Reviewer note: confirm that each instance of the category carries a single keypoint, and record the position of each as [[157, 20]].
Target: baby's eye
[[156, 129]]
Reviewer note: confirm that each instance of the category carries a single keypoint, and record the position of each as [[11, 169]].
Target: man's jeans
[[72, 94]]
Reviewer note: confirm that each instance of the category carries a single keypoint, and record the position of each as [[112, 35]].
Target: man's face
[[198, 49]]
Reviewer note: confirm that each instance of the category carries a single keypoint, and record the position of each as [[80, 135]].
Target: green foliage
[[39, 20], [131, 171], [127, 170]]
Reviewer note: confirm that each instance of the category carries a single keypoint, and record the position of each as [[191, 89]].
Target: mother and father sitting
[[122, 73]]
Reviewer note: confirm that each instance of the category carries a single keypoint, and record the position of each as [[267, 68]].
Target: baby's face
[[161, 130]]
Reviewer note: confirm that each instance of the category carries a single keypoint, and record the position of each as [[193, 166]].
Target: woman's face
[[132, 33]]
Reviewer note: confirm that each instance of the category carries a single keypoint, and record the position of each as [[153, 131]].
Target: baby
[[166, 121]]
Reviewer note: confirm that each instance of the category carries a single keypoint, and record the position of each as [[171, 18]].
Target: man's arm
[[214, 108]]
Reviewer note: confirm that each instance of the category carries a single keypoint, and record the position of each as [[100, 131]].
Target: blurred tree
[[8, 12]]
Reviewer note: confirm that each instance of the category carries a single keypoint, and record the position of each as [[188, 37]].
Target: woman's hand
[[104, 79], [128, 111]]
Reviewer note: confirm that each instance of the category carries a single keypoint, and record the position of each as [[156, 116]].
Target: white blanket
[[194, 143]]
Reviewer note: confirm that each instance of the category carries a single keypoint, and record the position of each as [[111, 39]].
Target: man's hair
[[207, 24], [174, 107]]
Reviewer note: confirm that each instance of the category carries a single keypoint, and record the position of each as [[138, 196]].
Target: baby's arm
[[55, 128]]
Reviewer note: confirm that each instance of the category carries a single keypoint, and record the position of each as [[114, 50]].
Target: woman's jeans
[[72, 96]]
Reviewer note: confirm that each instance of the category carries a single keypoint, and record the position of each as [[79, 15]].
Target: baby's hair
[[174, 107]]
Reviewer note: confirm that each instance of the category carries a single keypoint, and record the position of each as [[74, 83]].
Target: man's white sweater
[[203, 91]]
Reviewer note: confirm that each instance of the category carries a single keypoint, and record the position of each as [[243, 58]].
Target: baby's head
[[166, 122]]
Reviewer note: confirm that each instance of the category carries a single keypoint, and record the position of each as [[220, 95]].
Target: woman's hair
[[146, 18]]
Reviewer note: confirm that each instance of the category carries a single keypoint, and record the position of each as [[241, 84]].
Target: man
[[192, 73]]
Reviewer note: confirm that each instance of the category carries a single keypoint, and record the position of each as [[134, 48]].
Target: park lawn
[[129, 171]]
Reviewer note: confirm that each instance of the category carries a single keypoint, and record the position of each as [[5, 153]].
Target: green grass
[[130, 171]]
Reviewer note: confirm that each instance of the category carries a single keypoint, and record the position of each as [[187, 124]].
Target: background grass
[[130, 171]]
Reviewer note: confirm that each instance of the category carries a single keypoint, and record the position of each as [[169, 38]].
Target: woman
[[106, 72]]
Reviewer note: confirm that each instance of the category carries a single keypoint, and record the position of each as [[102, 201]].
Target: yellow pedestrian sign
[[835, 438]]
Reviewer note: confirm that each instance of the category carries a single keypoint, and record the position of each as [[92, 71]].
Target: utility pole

TASK TO CARRY OUT: Return verbatim the lines of the data starting at the line that contains "as [[171, 18]]." and ending at the line that contains "[[207, 24], [174, 107]]", with both of those lines included.

WORKED SOLUTION:
Reviewer note: confirm that each instance of the category carries a single keypoint, and record the position of each as [[171, 18]].
Target: man's arm
[[214, 108]]
Reviewer note: confirm that each instance of the category carries a single keypoint, and record the position of each as [[100, 131]].
Target: blurred tree
[[8, 12]]
Reviewer note: confirm that each instance of the category carries a single keypoint, and record the position of each as [[188, 37]].
Target: woman's hand
[[104, 79], [128, 111]]
Reviewer note: confirm that each instance of the category carries a single keypoint, and record the position of each as [[156, 116]].
Target: white blanket
[[194, 143]]
Reviewer note: confirm that each instance of the category carries a single keypoint, and record the position of each as [[111, 39]].
Target: man's hair
[[207, 24], [174, 107]]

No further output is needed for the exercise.